● Data records:

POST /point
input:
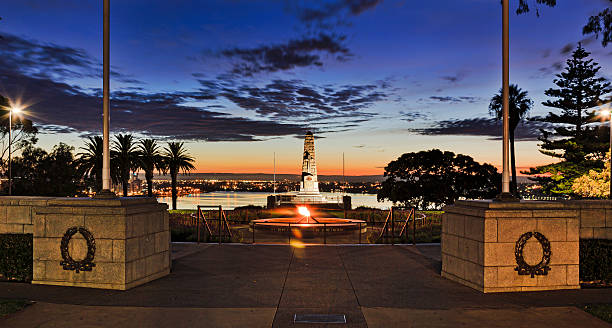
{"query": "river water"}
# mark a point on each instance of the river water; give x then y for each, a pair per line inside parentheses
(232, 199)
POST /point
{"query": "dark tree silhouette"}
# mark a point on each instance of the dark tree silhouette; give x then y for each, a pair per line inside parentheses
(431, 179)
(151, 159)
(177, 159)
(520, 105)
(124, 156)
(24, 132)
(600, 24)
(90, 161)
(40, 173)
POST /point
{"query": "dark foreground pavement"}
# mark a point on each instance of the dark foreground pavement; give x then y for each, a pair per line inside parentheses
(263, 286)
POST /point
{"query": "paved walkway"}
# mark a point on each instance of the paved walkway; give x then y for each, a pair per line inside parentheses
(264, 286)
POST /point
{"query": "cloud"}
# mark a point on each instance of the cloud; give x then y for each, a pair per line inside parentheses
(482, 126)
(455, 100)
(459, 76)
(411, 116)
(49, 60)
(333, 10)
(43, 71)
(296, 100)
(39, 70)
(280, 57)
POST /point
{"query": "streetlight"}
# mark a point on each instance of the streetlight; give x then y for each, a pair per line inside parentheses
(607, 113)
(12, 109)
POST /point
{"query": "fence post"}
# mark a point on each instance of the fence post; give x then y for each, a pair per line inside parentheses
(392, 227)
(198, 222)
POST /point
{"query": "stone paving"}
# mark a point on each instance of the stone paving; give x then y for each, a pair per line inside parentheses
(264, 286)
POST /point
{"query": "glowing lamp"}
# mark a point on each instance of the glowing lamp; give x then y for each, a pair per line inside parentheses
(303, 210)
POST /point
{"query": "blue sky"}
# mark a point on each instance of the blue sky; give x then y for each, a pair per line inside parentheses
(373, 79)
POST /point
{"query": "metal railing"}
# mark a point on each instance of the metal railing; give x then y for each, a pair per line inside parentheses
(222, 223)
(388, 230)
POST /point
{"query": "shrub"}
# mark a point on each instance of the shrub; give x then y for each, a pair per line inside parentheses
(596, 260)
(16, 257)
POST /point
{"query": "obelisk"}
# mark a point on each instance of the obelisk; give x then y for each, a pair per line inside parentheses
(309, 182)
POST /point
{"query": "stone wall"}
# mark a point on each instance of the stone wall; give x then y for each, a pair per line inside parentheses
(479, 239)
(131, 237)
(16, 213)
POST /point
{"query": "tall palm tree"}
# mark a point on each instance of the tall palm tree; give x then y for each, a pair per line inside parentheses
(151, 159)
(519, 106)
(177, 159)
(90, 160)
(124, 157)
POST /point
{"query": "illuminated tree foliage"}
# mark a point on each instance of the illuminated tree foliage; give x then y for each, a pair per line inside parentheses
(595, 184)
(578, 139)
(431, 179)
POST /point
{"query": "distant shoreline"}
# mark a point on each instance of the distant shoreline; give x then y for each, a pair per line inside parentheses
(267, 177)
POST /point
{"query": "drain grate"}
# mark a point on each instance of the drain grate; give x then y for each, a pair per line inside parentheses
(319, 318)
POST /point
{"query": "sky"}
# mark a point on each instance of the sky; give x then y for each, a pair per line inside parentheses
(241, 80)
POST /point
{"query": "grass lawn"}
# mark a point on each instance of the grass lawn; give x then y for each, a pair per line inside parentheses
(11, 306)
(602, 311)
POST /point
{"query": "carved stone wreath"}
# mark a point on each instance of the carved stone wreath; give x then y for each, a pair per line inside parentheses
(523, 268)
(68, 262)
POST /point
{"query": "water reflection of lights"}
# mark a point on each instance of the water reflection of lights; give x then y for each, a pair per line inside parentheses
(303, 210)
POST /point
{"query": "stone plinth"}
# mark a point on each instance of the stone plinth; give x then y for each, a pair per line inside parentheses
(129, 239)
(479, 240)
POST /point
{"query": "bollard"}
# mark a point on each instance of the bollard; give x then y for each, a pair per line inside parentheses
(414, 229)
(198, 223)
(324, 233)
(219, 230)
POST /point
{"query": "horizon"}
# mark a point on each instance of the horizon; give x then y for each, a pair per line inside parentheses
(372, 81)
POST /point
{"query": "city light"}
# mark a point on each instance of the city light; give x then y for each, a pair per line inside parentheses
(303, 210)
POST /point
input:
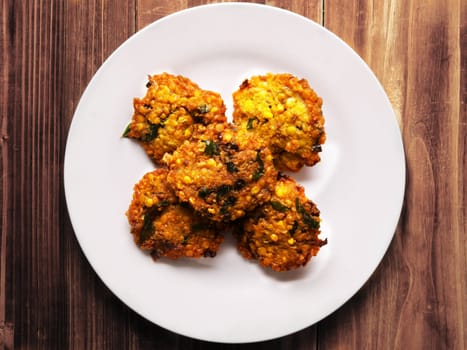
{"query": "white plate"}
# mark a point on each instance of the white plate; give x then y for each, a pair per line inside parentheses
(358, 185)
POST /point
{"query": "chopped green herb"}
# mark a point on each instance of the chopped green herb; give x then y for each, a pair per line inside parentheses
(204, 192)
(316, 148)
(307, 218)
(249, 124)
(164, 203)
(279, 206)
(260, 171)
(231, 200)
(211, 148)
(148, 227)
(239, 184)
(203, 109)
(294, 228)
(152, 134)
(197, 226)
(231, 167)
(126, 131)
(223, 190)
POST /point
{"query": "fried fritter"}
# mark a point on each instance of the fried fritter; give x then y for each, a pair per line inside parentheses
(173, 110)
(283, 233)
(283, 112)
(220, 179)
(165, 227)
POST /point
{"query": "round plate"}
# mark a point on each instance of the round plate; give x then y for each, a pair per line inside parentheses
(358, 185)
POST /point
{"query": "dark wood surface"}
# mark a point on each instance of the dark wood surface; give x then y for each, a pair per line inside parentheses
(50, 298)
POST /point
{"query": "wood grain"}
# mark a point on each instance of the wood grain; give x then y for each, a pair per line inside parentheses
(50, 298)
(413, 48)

* * *

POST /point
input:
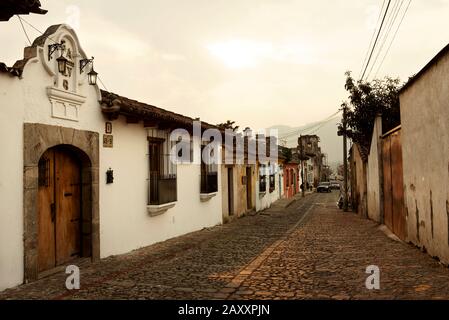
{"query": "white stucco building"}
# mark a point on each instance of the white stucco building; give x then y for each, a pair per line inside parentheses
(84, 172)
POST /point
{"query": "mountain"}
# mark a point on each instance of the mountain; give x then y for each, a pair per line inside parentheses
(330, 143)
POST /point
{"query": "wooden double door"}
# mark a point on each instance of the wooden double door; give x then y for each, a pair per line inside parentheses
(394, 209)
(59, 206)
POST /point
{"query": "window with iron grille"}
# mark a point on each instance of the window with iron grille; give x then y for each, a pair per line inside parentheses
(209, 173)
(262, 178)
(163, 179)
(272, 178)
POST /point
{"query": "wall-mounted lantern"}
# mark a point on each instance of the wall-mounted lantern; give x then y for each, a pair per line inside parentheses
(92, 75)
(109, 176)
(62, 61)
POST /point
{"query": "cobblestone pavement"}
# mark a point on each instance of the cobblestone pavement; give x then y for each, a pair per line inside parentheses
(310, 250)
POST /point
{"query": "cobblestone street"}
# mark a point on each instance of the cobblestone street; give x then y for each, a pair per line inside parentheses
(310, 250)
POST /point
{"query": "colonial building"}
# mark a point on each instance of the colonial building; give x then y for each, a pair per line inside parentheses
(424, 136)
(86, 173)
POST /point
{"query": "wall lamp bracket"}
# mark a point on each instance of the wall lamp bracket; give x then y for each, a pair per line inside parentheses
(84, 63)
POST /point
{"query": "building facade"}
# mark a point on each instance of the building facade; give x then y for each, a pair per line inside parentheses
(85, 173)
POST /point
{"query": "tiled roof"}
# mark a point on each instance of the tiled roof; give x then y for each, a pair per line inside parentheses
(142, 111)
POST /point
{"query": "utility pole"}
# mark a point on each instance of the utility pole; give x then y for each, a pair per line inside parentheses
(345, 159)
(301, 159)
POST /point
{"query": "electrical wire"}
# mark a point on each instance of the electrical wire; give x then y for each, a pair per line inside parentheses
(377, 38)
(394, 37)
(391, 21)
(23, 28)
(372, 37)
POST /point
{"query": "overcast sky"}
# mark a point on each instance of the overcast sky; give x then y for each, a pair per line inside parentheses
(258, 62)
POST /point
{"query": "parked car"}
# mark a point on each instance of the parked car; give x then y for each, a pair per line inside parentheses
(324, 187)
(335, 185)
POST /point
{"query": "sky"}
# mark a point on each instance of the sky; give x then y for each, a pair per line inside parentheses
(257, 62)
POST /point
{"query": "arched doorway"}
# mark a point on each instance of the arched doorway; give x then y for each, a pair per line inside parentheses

==

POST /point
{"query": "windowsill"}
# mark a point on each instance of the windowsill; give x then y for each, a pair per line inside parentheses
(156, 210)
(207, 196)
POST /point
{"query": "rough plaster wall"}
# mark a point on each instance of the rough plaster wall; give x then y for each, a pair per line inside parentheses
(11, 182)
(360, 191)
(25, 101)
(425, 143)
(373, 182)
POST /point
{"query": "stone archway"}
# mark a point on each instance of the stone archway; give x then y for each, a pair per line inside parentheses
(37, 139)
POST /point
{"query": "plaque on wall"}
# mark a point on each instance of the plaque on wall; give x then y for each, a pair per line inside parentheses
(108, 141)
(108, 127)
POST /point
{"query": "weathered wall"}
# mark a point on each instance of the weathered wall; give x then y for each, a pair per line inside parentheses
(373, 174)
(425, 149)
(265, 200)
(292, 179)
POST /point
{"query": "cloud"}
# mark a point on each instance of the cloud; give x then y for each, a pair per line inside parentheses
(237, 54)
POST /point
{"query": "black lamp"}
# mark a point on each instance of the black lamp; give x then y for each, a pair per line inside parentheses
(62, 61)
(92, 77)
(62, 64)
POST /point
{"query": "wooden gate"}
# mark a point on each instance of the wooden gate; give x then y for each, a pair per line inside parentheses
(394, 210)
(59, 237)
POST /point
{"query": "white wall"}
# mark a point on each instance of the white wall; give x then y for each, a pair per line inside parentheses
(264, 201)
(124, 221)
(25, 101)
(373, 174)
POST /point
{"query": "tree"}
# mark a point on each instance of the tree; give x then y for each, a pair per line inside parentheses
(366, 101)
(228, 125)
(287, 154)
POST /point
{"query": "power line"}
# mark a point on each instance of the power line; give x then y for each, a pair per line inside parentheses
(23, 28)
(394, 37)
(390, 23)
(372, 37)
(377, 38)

● Short task: State how many lines of the items contain the string "bollard", with case counting, and give only that number.

● Full answer: 2